━━ TEXTAUSZUG
General Weigl an Caroline Pruckner in Wien
Sonntag, 15. Mai 1870
Hochverehrtes Fräulein!
Umsonst habe ich gehofft, Ihnen heute persönlich Antwort auf Ihr gestern erhaltenes freundliches Schreiben zu bringen. – Bin leider wieder abgehalten worden, u. muß schon zu diesen wenigen Zeilen Zuflucht nehmen, um wenigstens die gewünschte Auskunft zu beschleunigen – was ich um so mehr bedaure, als ich mich gerne selbst von Ihrem Besserbefinden überzeugt hätte.
In der Anlage überreiche ich Ihnen eine Übersicht aller vorhandenen Compositionen meines Vaters, deren Partituren wir‡ von ihm eigenhändig geschrieben, wir von ihm besitzen*. Darunter finden sich keine Verwandlungen u. wird daher diese Operette Webers Eigenthum seyn*.
━━━━
• [AUFGABE 1]: Was überreicht der Schreiber dem Fräulein laut dem Brief in der Anlage?
• [AUFGABE 2]: Ersetze im Brief „Schreiben“ durch „Brief“, und gib den Abschnitt wieder, der mit den Worten „Umsonst habe ich“ beginnt und mit „Webers Eigenthum seyn*.“ endet.
Die Auflistung stammt aus einer anderen Quelle.
━━ ERFASSTE ANGABEN
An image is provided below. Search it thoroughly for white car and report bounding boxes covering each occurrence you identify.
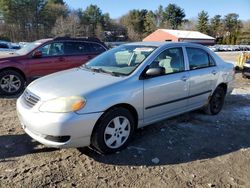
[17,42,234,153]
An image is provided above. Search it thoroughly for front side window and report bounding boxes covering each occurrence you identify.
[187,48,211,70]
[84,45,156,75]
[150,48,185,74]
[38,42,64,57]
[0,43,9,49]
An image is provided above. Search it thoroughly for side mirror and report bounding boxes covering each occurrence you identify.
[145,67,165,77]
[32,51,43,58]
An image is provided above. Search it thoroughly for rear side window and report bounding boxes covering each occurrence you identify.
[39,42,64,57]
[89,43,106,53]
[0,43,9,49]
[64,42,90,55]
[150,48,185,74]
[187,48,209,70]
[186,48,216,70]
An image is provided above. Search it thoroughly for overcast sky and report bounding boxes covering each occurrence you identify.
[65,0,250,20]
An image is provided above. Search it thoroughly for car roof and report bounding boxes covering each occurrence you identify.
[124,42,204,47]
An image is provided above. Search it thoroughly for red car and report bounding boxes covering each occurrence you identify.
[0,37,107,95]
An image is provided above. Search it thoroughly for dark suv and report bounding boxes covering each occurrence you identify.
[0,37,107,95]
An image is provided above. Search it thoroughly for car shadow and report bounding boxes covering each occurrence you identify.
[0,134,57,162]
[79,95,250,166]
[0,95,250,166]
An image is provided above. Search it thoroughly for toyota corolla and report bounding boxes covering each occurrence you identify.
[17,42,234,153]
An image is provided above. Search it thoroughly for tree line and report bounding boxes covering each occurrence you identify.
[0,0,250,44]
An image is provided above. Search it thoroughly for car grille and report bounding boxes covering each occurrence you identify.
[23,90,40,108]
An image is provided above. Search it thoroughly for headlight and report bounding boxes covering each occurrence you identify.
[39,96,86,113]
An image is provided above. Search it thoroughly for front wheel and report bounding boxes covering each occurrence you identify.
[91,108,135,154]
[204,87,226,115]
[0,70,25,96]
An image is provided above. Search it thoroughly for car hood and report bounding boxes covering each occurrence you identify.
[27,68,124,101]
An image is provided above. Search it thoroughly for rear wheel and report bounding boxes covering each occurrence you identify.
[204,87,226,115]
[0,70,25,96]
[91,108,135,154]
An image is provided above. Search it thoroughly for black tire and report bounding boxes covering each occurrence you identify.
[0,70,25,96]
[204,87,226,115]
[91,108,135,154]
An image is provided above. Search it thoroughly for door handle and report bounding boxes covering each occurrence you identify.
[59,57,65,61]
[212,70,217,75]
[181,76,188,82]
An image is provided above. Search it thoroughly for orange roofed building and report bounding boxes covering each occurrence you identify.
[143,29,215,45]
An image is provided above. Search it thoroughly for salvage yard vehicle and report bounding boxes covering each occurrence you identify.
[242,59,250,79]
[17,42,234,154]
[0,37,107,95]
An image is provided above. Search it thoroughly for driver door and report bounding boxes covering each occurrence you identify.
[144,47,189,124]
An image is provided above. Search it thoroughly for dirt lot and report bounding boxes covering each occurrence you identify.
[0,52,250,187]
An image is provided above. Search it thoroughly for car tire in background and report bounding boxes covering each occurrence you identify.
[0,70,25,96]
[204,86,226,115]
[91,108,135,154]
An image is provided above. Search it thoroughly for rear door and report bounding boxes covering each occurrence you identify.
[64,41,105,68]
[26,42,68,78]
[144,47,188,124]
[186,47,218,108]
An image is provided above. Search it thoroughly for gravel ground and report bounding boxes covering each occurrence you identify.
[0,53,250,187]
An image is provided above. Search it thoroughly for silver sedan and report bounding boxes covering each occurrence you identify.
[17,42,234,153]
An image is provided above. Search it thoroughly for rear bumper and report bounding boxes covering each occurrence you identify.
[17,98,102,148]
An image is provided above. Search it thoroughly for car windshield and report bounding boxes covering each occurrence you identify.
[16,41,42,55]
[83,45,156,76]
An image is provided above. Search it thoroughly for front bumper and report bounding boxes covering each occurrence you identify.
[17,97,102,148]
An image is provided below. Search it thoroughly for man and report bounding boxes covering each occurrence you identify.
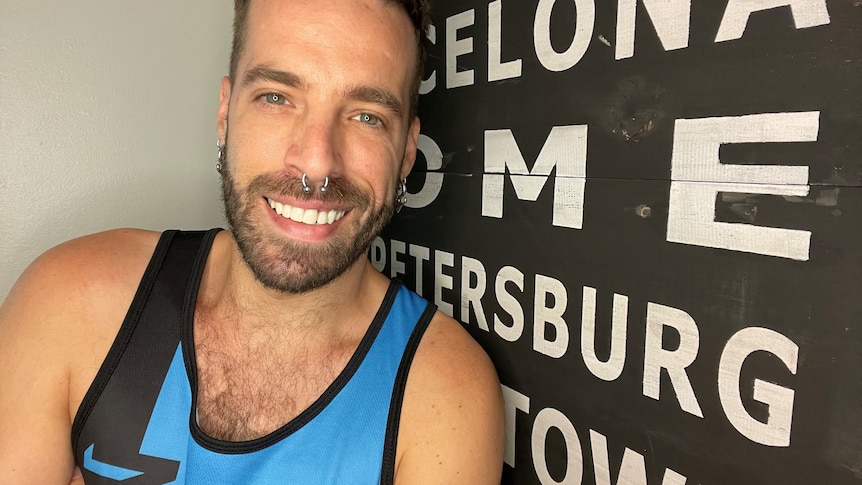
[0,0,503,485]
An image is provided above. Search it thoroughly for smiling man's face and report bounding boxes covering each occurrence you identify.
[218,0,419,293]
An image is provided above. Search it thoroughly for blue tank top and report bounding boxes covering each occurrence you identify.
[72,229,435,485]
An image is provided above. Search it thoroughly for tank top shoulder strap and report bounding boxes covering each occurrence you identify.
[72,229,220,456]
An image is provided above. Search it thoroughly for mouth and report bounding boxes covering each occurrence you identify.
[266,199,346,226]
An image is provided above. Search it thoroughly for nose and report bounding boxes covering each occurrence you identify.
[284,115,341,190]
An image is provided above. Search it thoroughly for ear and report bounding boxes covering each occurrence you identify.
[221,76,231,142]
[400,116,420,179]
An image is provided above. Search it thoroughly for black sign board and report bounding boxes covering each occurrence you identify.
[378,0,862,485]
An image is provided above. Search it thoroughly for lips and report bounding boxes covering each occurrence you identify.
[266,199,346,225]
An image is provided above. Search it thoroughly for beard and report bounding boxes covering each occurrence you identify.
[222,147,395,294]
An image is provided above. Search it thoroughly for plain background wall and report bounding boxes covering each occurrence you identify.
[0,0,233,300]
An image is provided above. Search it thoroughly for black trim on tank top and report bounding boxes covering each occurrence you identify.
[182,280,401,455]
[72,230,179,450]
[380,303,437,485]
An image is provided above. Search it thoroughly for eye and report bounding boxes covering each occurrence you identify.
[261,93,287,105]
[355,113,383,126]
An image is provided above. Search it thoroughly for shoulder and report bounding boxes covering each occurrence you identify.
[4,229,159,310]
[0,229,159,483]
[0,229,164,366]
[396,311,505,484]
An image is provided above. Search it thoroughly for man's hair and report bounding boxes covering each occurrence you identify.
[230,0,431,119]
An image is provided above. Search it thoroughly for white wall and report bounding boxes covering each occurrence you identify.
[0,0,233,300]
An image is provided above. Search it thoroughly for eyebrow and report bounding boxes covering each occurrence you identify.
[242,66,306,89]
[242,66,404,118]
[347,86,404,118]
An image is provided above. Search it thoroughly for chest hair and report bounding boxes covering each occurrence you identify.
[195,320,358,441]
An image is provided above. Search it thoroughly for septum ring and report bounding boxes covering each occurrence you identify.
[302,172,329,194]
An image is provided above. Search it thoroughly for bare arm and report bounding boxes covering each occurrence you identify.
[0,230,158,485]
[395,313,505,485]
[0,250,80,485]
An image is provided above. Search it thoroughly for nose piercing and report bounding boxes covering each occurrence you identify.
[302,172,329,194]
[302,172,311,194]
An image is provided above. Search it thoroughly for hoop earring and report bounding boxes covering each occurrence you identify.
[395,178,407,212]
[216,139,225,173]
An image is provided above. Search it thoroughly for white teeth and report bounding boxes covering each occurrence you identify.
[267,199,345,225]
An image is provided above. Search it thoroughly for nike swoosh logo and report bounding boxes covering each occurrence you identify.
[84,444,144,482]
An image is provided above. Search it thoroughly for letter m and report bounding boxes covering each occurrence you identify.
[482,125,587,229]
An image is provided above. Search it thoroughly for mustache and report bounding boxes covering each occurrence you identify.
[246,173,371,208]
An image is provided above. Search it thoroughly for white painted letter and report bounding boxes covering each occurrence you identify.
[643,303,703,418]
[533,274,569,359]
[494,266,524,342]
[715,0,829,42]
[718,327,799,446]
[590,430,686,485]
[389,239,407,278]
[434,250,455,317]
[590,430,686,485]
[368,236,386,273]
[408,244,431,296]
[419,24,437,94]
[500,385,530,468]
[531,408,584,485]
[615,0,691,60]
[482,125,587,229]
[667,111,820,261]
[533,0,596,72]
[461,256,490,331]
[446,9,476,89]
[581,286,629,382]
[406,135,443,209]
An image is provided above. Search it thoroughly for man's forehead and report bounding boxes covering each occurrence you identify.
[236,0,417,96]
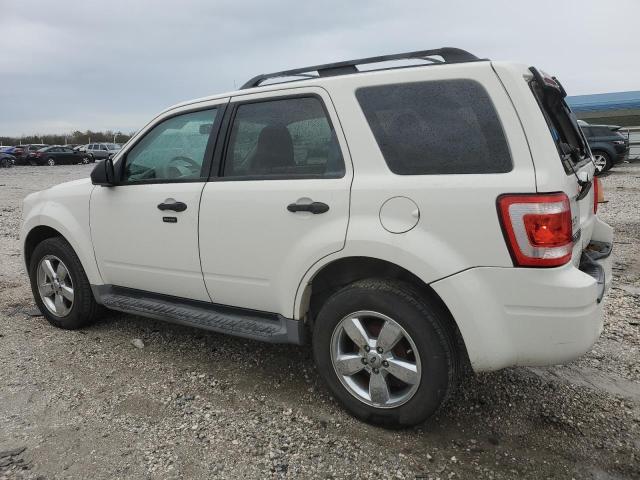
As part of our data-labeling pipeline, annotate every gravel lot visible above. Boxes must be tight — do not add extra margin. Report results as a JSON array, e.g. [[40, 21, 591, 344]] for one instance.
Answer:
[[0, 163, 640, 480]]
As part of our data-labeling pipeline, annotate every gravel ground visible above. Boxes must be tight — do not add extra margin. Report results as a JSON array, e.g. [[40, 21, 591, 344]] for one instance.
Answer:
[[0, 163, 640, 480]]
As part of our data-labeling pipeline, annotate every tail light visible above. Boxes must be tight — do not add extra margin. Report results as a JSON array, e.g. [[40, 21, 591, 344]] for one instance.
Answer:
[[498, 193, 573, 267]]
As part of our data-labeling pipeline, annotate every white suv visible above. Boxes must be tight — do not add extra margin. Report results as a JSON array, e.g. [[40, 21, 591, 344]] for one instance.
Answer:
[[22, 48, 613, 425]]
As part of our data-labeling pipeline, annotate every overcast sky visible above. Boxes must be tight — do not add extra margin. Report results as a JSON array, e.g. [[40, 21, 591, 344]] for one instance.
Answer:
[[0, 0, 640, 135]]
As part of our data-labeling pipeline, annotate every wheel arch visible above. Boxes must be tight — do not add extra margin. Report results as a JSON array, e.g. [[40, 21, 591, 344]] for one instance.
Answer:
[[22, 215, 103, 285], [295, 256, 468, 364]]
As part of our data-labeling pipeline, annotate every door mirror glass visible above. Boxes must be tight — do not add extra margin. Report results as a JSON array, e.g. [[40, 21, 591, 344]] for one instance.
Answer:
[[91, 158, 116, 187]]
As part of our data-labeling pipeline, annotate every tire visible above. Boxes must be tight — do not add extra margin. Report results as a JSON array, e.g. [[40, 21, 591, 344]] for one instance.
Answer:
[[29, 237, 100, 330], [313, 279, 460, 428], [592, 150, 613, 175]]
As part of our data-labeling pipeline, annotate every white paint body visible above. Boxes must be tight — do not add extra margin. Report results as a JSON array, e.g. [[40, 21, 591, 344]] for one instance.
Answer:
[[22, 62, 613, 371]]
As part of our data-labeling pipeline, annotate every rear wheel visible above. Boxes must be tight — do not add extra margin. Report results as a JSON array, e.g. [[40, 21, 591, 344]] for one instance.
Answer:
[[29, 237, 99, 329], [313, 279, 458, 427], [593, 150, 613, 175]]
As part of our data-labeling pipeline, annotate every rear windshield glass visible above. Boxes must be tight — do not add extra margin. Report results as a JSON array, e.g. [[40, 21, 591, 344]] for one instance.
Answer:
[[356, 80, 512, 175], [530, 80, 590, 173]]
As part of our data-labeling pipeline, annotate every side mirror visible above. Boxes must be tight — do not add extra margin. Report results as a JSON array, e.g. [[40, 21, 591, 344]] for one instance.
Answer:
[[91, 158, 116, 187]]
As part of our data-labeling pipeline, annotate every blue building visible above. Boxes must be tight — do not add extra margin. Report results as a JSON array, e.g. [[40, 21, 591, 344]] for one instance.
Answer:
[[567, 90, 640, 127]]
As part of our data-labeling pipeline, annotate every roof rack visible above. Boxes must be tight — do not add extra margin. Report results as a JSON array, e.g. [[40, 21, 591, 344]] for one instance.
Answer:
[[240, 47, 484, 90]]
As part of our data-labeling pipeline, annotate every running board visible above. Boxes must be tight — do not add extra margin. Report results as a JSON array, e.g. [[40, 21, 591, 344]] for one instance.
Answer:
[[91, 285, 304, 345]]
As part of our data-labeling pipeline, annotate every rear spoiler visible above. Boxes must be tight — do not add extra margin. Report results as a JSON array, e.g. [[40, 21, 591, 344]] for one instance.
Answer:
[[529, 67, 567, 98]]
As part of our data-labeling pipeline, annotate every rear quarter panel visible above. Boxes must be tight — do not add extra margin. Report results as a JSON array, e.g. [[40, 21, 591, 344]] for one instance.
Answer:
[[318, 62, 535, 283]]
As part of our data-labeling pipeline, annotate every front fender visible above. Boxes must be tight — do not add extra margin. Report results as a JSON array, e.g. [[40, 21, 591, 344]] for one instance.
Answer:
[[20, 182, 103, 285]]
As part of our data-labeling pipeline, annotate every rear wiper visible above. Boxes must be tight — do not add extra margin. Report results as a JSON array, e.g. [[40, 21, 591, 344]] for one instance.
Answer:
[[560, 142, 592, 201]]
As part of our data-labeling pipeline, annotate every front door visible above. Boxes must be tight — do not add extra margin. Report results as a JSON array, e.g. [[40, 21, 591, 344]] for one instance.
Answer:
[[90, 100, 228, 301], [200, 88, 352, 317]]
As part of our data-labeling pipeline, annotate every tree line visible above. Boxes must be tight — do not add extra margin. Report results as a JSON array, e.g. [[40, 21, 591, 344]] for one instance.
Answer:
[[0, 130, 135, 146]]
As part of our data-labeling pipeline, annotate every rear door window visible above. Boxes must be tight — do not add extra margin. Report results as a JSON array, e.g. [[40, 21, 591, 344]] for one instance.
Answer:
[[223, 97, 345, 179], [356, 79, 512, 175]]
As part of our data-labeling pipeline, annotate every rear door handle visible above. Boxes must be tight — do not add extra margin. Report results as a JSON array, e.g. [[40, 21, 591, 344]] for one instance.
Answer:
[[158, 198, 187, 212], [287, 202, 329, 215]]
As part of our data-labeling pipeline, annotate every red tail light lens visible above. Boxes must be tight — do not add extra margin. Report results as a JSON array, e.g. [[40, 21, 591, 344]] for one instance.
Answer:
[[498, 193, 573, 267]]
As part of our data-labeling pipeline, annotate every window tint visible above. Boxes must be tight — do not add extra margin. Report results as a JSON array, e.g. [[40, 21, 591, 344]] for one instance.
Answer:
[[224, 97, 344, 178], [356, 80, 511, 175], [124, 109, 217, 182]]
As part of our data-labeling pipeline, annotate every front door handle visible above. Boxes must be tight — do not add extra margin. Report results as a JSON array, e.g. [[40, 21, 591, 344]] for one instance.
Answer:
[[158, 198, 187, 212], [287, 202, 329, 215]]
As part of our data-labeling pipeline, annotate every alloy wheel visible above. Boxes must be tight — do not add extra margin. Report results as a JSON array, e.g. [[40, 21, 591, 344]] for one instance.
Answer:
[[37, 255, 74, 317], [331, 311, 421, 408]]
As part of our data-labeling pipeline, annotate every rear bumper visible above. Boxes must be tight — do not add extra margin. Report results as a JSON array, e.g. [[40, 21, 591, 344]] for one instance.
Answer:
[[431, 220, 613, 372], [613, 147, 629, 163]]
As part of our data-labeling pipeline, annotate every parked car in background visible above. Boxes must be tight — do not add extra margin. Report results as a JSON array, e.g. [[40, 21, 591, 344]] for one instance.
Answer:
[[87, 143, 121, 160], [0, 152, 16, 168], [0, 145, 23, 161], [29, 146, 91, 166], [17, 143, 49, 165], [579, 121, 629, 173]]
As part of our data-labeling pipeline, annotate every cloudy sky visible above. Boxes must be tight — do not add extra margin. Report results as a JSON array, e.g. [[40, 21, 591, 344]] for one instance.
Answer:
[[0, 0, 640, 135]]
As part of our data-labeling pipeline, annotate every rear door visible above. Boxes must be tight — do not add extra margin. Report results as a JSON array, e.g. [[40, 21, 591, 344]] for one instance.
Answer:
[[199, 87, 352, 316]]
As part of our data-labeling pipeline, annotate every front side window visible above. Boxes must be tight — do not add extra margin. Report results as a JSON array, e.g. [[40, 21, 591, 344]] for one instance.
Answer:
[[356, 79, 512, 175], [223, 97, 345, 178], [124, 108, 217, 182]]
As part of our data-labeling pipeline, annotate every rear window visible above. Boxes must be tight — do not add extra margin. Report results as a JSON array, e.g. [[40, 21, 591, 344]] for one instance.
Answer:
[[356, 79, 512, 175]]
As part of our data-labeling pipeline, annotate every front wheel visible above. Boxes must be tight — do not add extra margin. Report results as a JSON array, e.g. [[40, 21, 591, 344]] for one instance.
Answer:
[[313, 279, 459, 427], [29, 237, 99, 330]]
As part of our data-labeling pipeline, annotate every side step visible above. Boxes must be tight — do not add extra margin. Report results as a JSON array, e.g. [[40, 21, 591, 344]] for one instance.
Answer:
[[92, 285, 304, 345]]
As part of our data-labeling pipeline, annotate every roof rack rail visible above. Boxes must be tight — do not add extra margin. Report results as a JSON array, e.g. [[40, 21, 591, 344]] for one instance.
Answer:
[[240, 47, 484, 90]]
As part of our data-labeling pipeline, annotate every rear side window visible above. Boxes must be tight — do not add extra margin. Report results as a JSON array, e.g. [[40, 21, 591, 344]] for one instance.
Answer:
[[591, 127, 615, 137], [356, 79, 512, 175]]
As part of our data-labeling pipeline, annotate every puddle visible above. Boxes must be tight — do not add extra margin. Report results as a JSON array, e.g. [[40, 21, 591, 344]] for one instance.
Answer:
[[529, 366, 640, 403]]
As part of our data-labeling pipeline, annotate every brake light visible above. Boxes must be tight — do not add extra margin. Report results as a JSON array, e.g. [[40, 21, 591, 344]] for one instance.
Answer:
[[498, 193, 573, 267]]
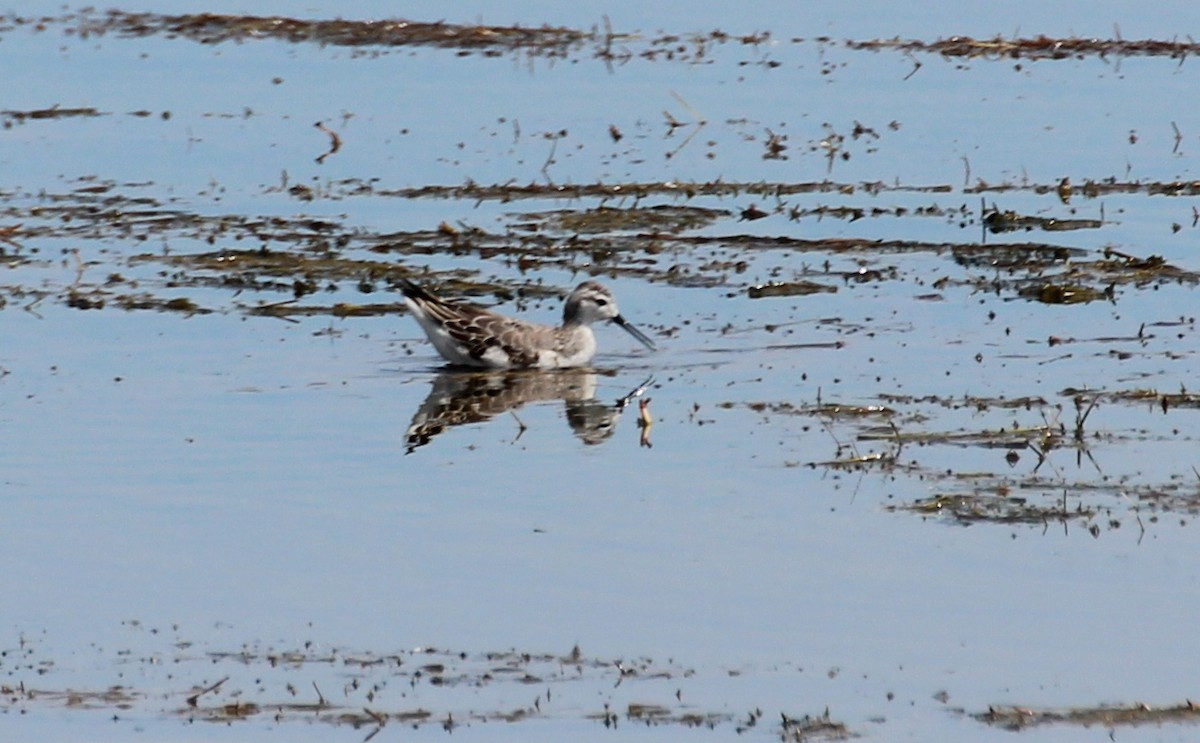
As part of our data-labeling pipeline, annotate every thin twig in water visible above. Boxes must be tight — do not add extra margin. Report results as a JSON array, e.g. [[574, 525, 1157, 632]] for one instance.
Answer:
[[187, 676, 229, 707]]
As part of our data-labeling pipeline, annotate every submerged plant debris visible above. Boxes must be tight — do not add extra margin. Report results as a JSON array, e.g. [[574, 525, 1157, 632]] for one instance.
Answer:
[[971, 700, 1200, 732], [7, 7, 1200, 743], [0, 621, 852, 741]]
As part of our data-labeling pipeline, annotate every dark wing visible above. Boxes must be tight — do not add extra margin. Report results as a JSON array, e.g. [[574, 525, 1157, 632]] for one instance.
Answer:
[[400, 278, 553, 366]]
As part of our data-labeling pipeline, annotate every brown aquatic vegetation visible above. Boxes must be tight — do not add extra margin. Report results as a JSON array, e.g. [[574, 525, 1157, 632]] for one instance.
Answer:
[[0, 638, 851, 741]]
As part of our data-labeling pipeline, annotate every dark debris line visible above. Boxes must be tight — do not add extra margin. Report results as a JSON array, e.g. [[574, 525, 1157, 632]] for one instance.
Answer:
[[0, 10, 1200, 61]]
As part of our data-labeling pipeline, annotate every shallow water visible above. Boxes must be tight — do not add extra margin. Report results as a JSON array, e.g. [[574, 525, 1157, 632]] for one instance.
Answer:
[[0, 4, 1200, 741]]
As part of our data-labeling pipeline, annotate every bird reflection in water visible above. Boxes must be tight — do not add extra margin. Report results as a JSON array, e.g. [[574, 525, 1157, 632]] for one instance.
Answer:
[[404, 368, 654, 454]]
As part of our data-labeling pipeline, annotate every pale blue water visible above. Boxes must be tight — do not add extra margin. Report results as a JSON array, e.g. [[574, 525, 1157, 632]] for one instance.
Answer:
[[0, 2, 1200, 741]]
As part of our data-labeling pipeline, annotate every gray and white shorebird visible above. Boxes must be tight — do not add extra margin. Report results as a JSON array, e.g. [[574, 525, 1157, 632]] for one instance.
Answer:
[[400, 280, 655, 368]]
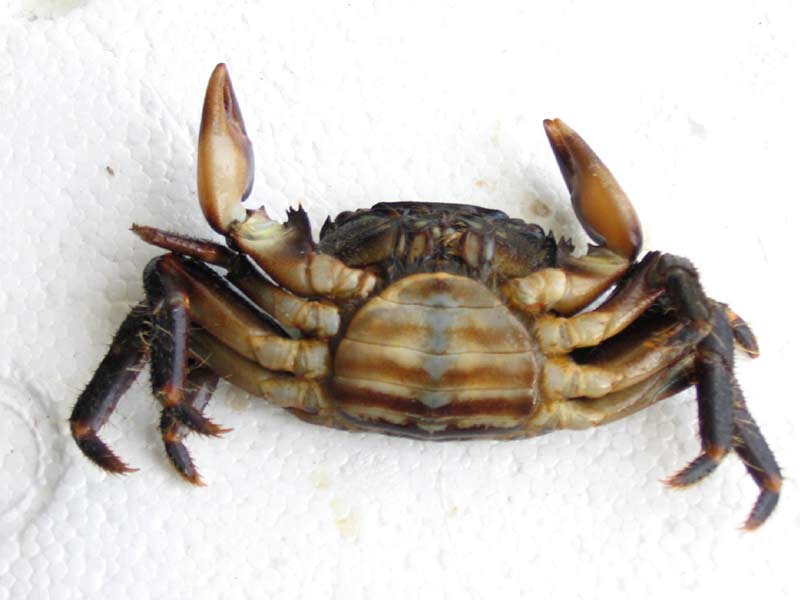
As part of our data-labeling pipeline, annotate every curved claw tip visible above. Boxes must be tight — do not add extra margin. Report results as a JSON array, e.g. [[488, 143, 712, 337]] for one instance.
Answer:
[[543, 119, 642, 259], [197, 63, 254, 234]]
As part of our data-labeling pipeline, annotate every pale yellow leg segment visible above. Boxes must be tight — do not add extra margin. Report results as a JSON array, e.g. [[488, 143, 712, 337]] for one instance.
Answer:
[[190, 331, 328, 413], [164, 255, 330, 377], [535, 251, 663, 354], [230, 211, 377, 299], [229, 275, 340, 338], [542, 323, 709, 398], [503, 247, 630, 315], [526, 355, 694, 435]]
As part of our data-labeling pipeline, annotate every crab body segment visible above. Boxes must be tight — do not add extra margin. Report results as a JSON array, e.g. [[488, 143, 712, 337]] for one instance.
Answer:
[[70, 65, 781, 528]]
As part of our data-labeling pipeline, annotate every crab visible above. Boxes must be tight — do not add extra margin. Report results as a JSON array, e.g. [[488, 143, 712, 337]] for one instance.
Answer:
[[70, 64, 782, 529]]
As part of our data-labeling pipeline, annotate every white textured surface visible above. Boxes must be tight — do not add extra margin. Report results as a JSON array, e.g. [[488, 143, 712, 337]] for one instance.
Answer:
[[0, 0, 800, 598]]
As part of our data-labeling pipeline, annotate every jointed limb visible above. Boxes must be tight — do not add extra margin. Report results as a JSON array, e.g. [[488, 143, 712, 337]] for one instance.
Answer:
━━━━
• [ERGEBNIS 1]: Eine Übersicht aller vorhandenen Compositionen seines Vaters.

• [ERGEBNIS 2]:
Umsonst habe ich gehofft, Ihnen heute persönlich Antwort auf Ihr gestern erhaltenes freundliches Brief zu bringen. – Bin leider wieder abgehalten worden, u. muß schon zu diesen wenigen Zeilen Zuflucht nehmen, um wenigstens die gewünschte Auskunft zu beschleunigen – was ich um so mehr bedaure, als ich mich gerne selbst von Ihrem Besserbefinden überzeugt hätte.
In der Anlage überreiche ich Ihnen eine Übersicht aller vorhandenen Compositionen meines Vaters, deren Partituren wir‡ von ihm eigenhändig geschrieben, wir von ihm besitzen*. Darunter finden sich keine Verwandlungen u. wird daher diese Operette Webers Eigenthum seyn*.